_What you have to do:_ Please swap "paved ground" for "asphalt surface" in the records below, keeping everything else unchanged.
● ● ●
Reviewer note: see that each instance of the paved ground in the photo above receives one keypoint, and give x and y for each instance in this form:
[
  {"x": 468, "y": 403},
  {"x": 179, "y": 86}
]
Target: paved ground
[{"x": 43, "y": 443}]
● ● ●
_Solution to this problem:_
Reviewer note: see that each instance of the asphalt surface in the photo above receives one keypoint, and give x and y for each instance in this form:
[
  {"x": 468, "y": 403},
  {"x": 179, "y": 86}
]
Target: asphalt surface
[{"x": 43, "y": 443}]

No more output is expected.